* [Your objective] Rewrite each of the items below with "simplified polygon" replaced by "coarse polygon" and all other text left unchanged.

+-------+

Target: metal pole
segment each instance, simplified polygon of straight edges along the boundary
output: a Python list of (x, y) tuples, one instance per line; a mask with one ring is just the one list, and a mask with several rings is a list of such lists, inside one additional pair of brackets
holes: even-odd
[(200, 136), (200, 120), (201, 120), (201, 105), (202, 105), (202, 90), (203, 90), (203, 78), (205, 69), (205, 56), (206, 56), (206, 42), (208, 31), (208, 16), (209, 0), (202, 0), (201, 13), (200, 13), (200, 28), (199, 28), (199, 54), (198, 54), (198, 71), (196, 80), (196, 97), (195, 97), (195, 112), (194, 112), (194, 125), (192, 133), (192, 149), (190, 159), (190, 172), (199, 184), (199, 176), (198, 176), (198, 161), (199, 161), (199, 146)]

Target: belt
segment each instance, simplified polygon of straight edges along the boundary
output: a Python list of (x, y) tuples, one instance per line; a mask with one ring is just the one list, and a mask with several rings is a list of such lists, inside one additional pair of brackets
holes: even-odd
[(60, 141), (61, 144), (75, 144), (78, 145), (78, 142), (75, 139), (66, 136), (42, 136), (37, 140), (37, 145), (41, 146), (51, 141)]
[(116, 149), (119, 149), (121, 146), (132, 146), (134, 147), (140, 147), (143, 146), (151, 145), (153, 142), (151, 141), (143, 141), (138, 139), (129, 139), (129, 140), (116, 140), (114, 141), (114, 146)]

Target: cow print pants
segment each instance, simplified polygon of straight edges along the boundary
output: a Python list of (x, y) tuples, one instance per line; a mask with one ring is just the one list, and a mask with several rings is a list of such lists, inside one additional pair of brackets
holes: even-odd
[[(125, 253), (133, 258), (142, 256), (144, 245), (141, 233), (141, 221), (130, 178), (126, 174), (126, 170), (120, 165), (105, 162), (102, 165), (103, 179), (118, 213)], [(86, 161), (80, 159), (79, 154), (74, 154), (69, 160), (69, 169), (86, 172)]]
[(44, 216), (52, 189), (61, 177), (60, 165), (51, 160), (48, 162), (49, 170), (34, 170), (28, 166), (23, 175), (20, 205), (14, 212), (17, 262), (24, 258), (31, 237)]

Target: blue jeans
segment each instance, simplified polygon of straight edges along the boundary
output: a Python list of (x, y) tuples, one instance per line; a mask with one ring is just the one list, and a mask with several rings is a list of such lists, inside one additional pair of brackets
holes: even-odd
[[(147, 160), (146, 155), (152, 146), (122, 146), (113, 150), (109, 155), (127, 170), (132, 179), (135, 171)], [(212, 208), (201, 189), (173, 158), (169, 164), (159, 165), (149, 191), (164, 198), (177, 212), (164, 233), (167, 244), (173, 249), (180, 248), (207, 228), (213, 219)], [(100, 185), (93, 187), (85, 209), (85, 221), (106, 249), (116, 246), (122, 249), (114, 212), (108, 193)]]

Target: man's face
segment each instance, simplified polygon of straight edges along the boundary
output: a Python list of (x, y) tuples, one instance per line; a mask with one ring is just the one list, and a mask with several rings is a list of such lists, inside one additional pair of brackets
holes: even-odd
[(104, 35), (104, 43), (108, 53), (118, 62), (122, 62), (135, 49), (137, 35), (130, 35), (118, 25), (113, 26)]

+-------+

* [Result]
Target: metal pole
segment each instance, coarse polygon of straight edges along the boundary
output: a Python list of (x, y) tuples, one instance per line; a mask with one ring is just the one list, and a mask with several rings is a list of such lists, inside one additional pair of brackets
holes: even-odd
[(200, 136), (200, 120), (201, 120), (201, 105), (202, 105), (202, 90), (203, 90), (203, 78), (205, 69), (205, 56), (206, 56), (206, 42), (208, 31), (208, 16), (209, 0), (202, 0), (201, 13), (200, 13), (200, 28), (199, 28), (199, 54), (198, 54), (198, 71), (196, 80), (196, 97), (195, 97), (195, 112), (194, 112), (194, 125), (192, 133), (192, 149), (190, 159), (190, 172), (199, 184), (199, 176), (198, 176), (198, 161), (199, 161), (199, 146)]

Target: belt
segment each instance, coarse polygon of straight edges along the boundary
output: a Python list of (x, y) tuples, one instance per line; a mask with one ring is just the one list, and a mask with several rings is a list of such lists, inside one additional pair of brackets
holes: even-odd
[(60, 141), (61, 144), (75, 144), (78, 145), (78, 142), (75, 139), (66, 136), (42, 136), (37, 140), (37, 145), (41, 146), (51, 141)]
[(116, 149), (119, 149), (121, 146), (132, 146), (134, 147), (140, 147), (143, 146), (151, 145), (153, 142), (151, 141), (143, 141), (138, 139), (129, 139), (129, 140), (116, 140), (114, 141), (114, 146)]

Target: cow print pants
segment each instance, coarse polygon of straight edges along the boundary
output: a Python list of (x, y) tuples, one instance per line; a mask with one ring is just the one list, and a mask with several rings is a list of such lists, inside one additional pair of brackets
holes: even-odd
[[(125, 253), (133, 258), (142, 256), (144, 245), (141, 233), (141, 221), (130, 178), (126, 174), (126, 170), (120, 165), (105, 162), (102, 165), (103, 179), (118, 213)], [(86, 161), (80, 159), (79, 154), (74, 154), (69, 160), (69, 169), (86, 172)]]
[(44, 216), (52, 189), (61, 177), (60, 165), (51, 160), (48, 162), (49, 170), (34, 170), (28, 166), (23, 175), (20, 205), (14, 212), (17, 262), (24, 258), (31, 237)]

Target: blue jeans
segment each instance, coarse polygon of straight edges along the boundary
output: a Python list of (x, y) tuples, one instance per line; a mask with one ring is just the one list, and a mask with several rings is a list of such lists, inside one additional pair of brackets
holes: even-odd
[[(147, 160), (146, 155), (152, 146), (122, 146), (113, 150), (109, 155), (127, 170), (132, 179), (135, 171)], [(212, 208), (201, 189), (173, 158), (169, 164), (159, 165), (149, 191), (164, 198), (177, 212), (164, 233), (167, 244), (173, 249), (180, 248), (207, 228), (213, 219)], [(100, 185), (93, 187), (85, 209), (85, 221), (106, 249), (116, 246), (122, 249), (114, 212), (108, 193)]]

Target: man's face
segment each instance, coarse polygon of straight edges along the boundary
output: a Python list of (x, y) tuples, one instance per line; a mask with one ring is just the one list, and a mask with several rings is a list of such lists, inside one additional pair of brackets
holes: even-odd
[(104, 35), (104, 43), (108, 53), (118, 62), (122, 62), (135, 49), (137, 35), (130, 35), (118, 25), (113, 26)]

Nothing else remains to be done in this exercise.